The key component to a writing is that it can’t be modified, and this electronic document, the Register believed, was safe, secure, digitally barcoded, and not able to be modified so that it fits within the definition of a writing.

Next, the Register looked to the definition of a signature in the Pennsylvania Rules of Civil Procedure, which provides that a signature can be a mark when the individual cannot write, or a computer-generated signature, or a signature that’s created, transmitted, or received or stored by electronic means unless otherwise provided in the rules.

So, what about PETA? Wouldn’t the wills exception in PETA prohibit the use of electronic signatures on a will? The Register believed that the exception to the exception in PETA applied in this case. The Register interpreted RULONA, a law other than the will execution laws in the Pennsylvania Probate Code, to authorize the use of electronic signatures on wills.

So, the Register danced around PETA and found Ms. Waltman’s will to be a valid electronic will. Now, many people say that this is a stretched interpretation of RULONA and PETA. Others say that this is only a Register of Wills’ opinion, and it really holds no significant weight. The problem is that it creates a situation in Pennsylvania where this type of Electronic Will may be probated in Cumberland County, but the same exact will would not be probated in other counties in the Commonwealth.

We as drafters need consistency in the law so that we can be assured that a will we draft will be probated anywhere in the state.

So, Karen, can you tell us how an Orphans’ Court in a different county in Pennsylvania dealt with an electronic will after the Waltman decision?

Lancaster County PA Orphans Court Decision: Baker Estate

Karen Fahrner:  Well, yes, Justin, thank you very much. The second case that we want to discuss, the Baker Estate in the Pennsylvania Orphans’ Court of Lancaster County, decided that the electronic will in question was not valid. But unlike Waltman, in Baker, the purported will was signed, and the decedent died before the March 2020 COVID lockdown.

What happened was the decedent sent an email to himself and his fiancée with his typed electronic will attached in an encrypted format. The words reciting the date of execution were at the bottom of page 11 of the electronic will, along with the decedent’s typed name.

- Given information:
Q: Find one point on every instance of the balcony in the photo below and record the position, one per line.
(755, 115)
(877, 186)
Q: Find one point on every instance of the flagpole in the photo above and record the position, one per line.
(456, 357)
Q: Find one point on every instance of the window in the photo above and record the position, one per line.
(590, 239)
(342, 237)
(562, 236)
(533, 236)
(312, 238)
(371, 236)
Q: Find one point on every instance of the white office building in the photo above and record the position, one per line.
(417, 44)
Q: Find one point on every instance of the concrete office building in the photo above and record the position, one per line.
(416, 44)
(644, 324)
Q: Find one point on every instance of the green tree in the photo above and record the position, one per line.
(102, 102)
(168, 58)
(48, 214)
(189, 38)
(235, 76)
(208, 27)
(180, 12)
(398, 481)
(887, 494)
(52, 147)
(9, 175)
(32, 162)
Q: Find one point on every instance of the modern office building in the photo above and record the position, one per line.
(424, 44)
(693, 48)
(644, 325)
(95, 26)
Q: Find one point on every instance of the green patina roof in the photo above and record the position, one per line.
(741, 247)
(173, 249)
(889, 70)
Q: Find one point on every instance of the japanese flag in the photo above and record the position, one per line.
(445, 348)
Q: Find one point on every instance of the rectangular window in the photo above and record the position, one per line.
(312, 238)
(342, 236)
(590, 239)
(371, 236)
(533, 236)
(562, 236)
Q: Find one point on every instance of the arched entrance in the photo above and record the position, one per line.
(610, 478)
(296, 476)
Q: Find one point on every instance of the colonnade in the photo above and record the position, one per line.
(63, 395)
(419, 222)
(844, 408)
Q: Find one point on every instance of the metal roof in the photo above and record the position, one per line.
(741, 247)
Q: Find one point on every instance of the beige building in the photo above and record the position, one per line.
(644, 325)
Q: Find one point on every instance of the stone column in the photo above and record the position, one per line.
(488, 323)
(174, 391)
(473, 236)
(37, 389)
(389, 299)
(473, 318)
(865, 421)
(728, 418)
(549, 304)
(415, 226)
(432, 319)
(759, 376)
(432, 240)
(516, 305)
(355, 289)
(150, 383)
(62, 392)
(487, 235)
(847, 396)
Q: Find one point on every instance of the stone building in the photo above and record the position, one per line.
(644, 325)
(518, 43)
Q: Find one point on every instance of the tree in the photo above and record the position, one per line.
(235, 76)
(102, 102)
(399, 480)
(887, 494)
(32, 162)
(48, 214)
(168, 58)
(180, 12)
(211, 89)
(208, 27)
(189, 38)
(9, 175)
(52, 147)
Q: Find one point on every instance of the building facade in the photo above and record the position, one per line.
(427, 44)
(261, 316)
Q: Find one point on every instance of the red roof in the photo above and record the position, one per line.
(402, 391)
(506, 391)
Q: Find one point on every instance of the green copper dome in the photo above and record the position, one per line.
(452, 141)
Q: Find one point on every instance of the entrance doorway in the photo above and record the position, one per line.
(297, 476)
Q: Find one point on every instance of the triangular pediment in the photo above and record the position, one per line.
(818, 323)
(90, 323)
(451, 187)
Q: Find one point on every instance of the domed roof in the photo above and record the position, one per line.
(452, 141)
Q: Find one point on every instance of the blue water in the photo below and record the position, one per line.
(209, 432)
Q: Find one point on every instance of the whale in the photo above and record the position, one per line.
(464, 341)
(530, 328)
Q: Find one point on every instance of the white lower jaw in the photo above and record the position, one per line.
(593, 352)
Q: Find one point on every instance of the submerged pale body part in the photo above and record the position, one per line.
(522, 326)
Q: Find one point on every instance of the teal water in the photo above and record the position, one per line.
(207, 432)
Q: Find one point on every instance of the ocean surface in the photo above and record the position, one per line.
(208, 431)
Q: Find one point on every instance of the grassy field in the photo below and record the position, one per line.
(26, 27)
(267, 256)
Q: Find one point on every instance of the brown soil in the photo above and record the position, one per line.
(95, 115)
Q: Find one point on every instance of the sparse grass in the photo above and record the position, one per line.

- Task goal:
Continue the text on electronic wills in Pennsylvania courts, starting right after its final sentence about the decedent's typed name at the bottom of page 11.

- Answer for the task:
On page 12 there was a memorandum regarding the disposition of personal property that stated it is an addendum to the will, and at the end of that page, there were certain execution-related recitations followed by the decedent’s digitized signature. In other words, it was an electronic replica of his manual signature.

There were no subscribing witnesses to the electronic will, and it was not notarized. The court said that even if it assumes the will expressed the decedent’s testamentary intent and his electronic signature was not accessed by others and that the will was password-protected, the decedent’s signature was still absent from the end of the electronic will, and therefore it was not a valid will.

The court said it would not exceed its authority, including its equitable powers, by expanding the statutory requirement in Pennsylvania that a will must be signed at the end, to include the placement of an image towards the end of the document in lieu of a testator’s manual signature. The court noted that PETA does not apply to wills and said that by specifically stating that PETA doesn’t apply to wills, the legislature declined to alter the fundamental requirement in Pennsylvania that a will be executed with an ink signature or mark at its conclusion.

Conclusions

The court, therefore, determined that a digital signature remains unacceptable as a method for will execution in Pennsylvania. So, these two cases, while arising in different contexts and under different facts, reveal serious issues in applying 21st-century electronic signing techniques to wills where there is no statutory framework to allow such wills to be valid.

Margaret Van Houten: Thank you, Justin and Karen, for keeping us updated on this act.